▸ MATERIAL FOR THIS EXERCISE:
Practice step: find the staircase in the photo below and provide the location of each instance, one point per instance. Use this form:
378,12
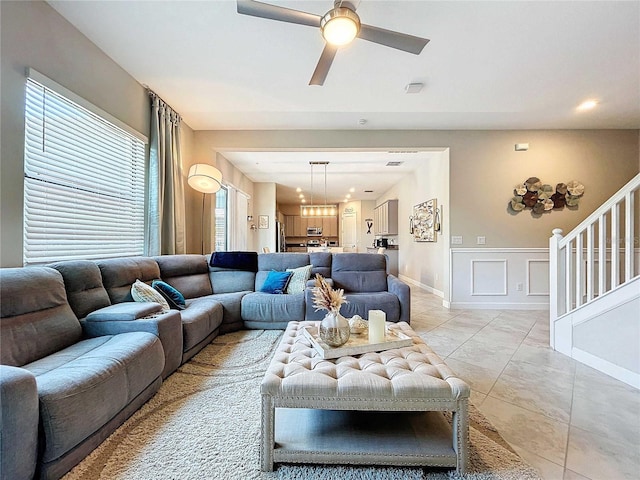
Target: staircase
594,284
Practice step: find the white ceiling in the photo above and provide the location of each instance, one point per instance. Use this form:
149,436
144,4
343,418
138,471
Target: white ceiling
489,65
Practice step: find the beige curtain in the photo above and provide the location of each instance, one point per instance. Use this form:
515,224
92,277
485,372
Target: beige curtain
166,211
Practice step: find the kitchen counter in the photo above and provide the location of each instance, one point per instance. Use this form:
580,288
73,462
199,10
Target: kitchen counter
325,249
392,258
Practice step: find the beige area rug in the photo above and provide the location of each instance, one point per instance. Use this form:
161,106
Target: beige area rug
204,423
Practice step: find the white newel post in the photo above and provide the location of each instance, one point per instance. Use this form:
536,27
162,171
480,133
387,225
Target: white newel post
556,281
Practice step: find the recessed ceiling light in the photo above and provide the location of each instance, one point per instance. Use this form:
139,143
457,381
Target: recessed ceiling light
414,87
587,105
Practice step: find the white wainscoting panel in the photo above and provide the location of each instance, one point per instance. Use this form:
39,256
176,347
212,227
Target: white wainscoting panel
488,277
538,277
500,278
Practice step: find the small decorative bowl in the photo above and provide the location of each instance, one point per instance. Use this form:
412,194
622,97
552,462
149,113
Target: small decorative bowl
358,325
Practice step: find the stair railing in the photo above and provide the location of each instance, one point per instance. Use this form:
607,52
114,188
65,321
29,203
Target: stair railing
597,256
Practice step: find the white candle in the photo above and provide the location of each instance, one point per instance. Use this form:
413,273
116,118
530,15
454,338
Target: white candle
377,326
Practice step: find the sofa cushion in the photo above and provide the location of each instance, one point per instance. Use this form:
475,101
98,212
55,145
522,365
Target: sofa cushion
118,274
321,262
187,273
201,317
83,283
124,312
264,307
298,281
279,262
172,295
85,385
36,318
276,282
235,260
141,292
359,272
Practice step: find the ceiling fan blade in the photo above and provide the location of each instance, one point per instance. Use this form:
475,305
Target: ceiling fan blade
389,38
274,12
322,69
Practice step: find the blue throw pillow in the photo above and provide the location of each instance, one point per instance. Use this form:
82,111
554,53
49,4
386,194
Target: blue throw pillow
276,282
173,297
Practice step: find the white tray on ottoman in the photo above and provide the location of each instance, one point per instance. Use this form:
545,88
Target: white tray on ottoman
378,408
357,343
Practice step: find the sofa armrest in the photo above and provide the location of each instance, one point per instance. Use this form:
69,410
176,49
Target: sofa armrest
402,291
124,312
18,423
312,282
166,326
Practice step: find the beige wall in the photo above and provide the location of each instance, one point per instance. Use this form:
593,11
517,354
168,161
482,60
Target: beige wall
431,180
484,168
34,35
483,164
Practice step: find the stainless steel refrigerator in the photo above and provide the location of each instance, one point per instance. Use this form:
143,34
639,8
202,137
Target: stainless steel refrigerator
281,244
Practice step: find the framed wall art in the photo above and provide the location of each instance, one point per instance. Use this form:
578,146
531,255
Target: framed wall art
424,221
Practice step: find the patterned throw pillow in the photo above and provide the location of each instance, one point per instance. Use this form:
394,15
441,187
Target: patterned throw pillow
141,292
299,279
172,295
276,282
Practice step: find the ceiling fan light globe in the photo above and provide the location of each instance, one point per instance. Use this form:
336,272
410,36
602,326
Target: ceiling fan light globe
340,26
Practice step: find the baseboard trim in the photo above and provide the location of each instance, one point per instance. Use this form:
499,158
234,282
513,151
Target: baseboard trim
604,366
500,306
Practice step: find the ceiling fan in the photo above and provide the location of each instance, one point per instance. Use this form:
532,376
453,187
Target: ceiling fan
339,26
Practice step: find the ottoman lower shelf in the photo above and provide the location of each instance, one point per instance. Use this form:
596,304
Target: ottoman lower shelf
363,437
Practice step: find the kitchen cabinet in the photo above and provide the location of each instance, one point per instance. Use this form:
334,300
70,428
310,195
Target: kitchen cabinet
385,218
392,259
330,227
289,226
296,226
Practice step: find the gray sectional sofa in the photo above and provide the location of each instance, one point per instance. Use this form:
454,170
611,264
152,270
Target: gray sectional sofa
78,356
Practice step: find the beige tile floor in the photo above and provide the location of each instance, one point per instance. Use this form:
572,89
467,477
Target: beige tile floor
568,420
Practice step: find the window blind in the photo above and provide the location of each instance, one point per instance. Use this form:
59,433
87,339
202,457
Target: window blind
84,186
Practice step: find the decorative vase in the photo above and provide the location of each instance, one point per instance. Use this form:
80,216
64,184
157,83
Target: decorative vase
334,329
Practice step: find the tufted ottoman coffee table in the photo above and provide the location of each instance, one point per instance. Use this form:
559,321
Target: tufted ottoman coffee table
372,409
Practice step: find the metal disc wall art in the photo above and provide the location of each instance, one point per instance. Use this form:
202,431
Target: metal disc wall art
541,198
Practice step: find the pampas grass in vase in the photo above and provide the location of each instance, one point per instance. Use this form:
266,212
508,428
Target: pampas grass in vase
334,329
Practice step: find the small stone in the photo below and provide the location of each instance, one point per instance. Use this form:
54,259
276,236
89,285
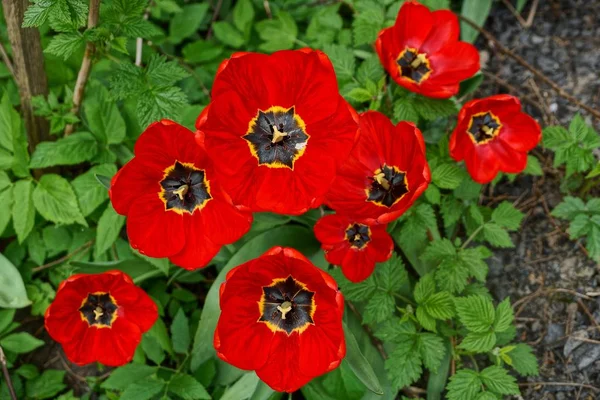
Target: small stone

...

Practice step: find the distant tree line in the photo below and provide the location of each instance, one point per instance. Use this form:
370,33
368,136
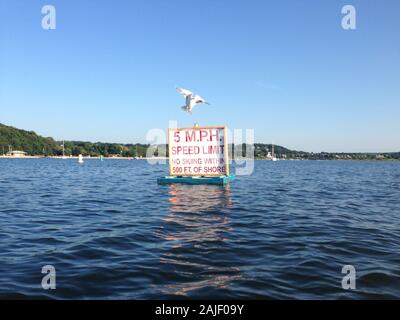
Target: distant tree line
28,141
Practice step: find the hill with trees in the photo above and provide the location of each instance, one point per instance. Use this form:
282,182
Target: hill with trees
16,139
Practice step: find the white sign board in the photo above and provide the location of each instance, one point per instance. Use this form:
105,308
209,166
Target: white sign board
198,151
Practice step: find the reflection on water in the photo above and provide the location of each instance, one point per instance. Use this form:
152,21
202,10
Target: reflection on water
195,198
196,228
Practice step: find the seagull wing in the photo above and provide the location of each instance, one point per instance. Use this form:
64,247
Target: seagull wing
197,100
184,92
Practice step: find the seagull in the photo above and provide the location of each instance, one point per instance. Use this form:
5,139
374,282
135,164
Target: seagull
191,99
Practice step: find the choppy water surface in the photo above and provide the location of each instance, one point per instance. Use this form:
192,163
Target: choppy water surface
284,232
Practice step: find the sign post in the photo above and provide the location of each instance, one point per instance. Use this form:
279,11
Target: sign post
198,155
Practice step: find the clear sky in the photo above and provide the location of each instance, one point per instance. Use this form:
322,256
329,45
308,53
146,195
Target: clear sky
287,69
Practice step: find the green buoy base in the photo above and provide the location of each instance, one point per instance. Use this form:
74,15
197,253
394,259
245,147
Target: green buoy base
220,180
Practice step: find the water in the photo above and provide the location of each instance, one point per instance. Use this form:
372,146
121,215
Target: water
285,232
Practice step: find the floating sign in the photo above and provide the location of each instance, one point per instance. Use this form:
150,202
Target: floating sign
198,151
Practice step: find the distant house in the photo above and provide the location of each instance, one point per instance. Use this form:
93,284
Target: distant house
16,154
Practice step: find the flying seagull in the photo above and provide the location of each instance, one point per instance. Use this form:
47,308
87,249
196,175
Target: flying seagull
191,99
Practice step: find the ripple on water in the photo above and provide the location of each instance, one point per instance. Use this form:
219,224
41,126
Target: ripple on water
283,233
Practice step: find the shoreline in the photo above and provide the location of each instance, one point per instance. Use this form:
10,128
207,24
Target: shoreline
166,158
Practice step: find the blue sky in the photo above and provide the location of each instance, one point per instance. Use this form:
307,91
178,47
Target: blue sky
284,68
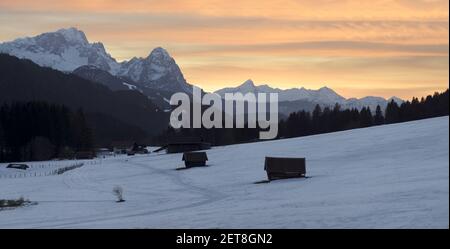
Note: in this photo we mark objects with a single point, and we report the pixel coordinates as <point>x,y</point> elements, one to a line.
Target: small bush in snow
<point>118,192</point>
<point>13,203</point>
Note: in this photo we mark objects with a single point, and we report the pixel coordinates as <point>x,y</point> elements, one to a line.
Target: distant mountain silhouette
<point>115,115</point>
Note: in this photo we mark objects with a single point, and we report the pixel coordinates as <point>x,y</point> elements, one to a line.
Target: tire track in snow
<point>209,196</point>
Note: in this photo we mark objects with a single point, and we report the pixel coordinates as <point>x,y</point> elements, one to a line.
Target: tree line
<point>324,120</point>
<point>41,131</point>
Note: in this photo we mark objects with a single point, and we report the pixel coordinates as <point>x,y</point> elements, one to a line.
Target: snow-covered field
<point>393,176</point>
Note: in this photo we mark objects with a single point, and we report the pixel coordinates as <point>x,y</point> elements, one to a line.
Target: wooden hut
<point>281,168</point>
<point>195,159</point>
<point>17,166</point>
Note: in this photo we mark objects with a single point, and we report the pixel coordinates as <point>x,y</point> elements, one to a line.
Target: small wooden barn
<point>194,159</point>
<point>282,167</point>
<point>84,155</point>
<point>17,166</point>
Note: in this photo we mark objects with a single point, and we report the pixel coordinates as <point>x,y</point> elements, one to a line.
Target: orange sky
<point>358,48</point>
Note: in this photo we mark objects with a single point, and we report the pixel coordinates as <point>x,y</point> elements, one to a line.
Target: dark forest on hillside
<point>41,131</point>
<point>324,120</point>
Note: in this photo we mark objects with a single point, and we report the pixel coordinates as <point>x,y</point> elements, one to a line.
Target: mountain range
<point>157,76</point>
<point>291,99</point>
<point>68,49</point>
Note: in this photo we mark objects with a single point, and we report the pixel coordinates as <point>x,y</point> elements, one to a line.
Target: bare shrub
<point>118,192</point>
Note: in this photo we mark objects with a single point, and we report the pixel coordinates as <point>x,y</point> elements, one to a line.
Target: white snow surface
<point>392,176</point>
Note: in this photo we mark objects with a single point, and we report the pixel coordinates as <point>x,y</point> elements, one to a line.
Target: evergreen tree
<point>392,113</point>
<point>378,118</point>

* * *

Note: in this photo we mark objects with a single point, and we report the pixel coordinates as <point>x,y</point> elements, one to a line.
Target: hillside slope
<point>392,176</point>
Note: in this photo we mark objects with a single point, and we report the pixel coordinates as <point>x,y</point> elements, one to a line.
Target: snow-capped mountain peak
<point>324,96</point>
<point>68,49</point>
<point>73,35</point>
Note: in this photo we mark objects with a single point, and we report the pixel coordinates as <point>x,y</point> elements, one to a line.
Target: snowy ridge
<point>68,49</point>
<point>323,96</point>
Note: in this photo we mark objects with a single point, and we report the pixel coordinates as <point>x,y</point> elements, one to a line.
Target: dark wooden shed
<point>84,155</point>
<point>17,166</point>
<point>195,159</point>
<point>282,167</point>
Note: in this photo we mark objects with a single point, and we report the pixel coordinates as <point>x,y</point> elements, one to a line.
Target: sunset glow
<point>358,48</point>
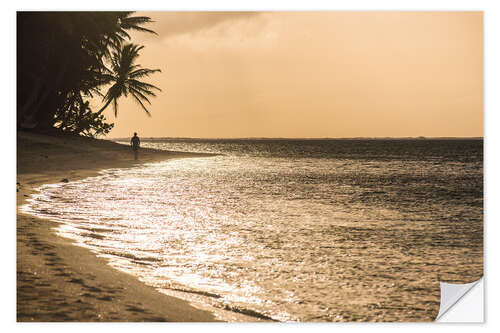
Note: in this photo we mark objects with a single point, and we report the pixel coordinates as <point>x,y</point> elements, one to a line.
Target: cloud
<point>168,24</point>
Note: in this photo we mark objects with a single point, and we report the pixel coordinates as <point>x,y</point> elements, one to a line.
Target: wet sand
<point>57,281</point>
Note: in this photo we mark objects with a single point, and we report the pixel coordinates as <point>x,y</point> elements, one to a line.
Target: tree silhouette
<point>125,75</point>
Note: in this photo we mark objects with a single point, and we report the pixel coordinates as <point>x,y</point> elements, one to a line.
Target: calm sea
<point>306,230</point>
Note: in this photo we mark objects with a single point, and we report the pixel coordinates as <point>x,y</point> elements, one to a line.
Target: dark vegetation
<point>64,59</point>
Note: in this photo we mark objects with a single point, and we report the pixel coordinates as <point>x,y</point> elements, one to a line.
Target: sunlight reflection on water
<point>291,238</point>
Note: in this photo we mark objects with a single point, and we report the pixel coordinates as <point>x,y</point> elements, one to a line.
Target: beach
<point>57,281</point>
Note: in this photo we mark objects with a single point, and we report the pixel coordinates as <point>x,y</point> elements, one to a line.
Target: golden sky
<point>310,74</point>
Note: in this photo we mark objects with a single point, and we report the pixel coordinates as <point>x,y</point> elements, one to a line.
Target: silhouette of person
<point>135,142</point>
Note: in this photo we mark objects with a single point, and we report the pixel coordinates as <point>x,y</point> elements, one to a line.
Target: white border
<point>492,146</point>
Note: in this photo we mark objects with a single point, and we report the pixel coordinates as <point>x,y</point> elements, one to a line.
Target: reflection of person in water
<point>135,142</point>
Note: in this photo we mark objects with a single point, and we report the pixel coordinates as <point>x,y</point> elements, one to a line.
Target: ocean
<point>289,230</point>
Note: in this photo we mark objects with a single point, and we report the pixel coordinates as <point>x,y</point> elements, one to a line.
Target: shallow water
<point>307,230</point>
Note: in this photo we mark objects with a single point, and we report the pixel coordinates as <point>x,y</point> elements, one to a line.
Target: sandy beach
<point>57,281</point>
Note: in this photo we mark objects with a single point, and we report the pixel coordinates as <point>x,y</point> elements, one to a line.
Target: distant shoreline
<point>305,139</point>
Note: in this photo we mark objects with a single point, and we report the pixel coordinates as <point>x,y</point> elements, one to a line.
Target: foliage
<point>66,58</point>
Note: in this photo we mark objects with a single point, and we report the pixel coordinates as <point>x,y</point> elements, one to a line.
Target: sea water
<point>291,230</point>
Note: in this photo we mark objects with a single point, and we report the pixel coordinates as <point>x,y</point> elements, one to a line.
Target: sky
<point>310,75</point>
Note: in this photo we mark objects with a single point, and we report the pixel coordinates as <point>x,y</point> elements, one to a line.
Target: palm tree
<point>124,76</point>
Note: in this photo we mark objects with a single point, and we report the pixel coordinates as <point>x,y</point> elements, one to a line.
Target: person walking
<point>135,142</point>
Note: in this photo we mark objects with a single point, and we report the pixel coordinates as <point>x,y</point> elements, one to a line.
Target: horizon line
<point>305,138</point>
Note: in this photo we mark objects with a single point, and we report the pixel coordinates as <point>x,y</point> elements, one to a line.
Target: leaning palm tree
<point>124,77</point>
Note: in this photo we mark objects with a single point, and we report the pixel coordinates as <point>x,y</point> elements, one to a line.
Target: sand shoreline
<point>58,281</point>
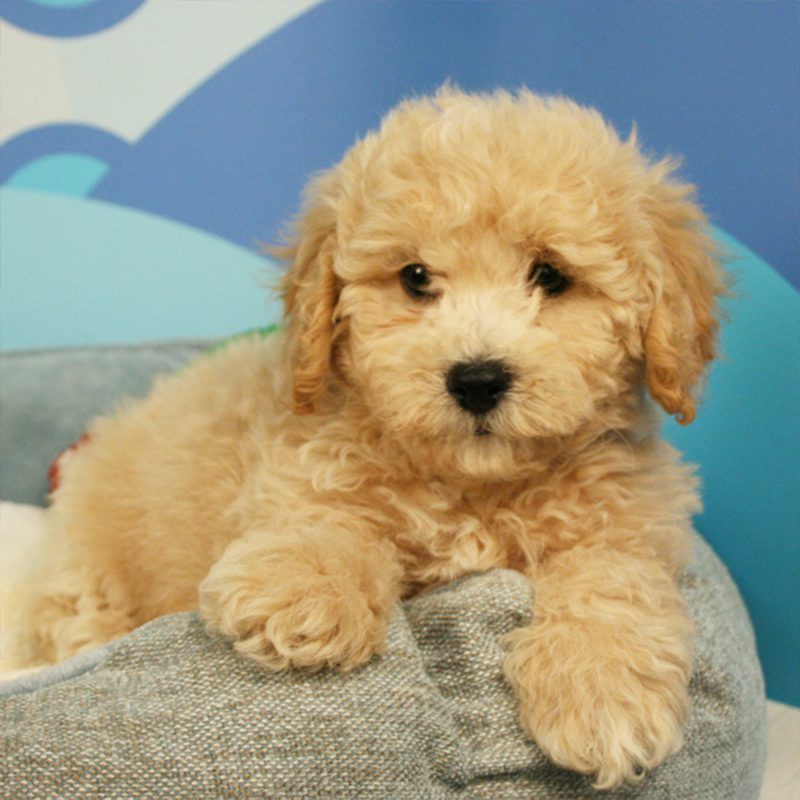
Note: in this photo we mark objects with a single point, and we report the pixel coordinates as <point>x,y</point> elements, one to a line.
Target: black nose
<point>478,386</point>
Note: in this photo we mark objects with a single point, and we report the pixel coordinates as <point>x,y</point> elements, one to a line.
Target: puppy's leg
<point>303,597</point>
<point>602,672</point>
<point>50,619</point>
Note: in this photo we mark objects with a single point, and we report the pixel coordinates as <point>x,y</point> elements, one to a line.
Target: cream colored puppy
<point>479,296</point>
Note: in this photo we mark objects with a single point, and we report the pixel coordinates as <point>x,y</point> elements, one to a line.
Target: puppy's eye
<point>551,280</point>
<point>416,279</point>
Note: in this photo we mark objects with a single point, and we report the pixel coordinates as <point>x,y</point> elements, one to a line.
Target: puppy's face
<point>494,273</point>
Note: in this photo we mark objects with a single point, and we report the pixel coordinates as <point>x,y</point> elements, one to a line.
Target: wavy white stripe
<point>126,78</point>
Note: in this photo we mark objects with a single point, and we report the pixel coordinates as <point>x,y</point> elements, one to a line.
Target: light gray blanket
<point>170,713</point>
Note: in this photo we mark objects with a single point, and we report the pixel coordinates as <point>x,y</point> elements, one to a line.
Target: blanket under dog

▸ STATED TASK: Count the lines in the rows above that contain the string "globe", with case counting. Reply with the number only.

▸ COMPLETE ANSWER: 2